SELECTED EXTRACT:
"""

Steve Johnson arrived in Sydney two days after Scott's body was found. Police escorted him to the cliffs but later he would learn they took him to the wrong spot. They showed him a ledge beyond the car park above Fairy Bower and Shelly Beach. They should have led him through a hole in a wall and onward for another two hundred metres or so.
The young Steve Johnson, back in the United States, wanted answers. He was a graduate student at Harvard's Kennedy School of Government, and Scott had worked at Harvard. Their professors informed Senator Ted Kennedy, who inquired with the then NSW police commissioner, John Avery.

Soon Cruickshank was on the case. Today she is commander of the northern region.
In early March 1989, Cruickshank concluded: "I am of the opinion that the deceased … went to the 'Blue Fish Point' area, North Head, where he has undressed and jumped to his death." He had left no note to explain why. "However it has been ascertained from family members and friends that the deceased was extremely brilliant in the field of mathematics." Friends had considered him shy and “introverted".

As if these traits were synonymous with suicidal, suggests Steve Johnson.
This report did not refer to the one potentially compelling lead on the suicide theory. In a statement to police immediately after the tragedy, Scott's long-term partner, Michael Noone, had referred to the "possibility" that his boyfriend had belonged to a group at high risk of AIDS, and that he had mentioned a suicide attempt five years earlier. Noone's one-page statement did not elaborate but he had given police the limited information he had. Scott had mentioned the Golden Gate Bridge, but police did not explore this further.

"""

DATA EXCERPT:
"""

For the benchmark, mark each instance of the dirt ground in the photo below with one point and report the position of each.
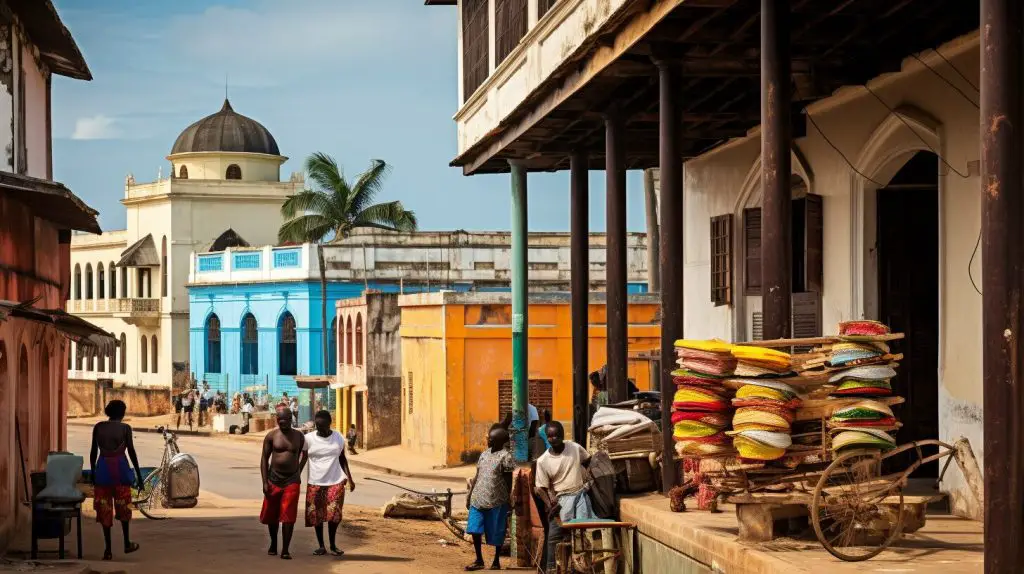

"""

PROBLEM 1:
Decide whether each statement agrees with the extract on Scott's death: (a) Police led Steve Johnson to the right spot on the cliffs; (b) Scott left a note explaining why; (c) Scott had worked at Harvard. Answer yes or no for each, quoting the words of the extract that settle it.
PROBLEM 2:
Reproduce the part of the extract on Scott's death that begins at the words "Steve Johnson arrived" and ends after "commissioner, John Avery.".

CORRECT OUTPUT 1:
(a) No: "later he would learn they took him to the wrong spot."
(b) No: "He had left no note to explain why."
(c) Yes: "and Scott had worked at Harvard."

CORRECT OUTPUT 2:
Steve Johnson arrived in Sydney two days after Scott's body was found. Police escorted him to the cliffs but later he would learn they took him to the wrong spot. They showed him a ledge beyond the car park above Fairy Bower and Shelly Beach. They should have led him through a hole in a wall and onward for another two hundred metres or so.
The young Steve Johnson, back in the United States, wanted answers. He was a graduate student at Harvard's Kennedy School of Government, and Scott had worked at Harvard. Their professors informed Senator Ted Kennedy, who inquired with the then NSW police commissioner, John Avery.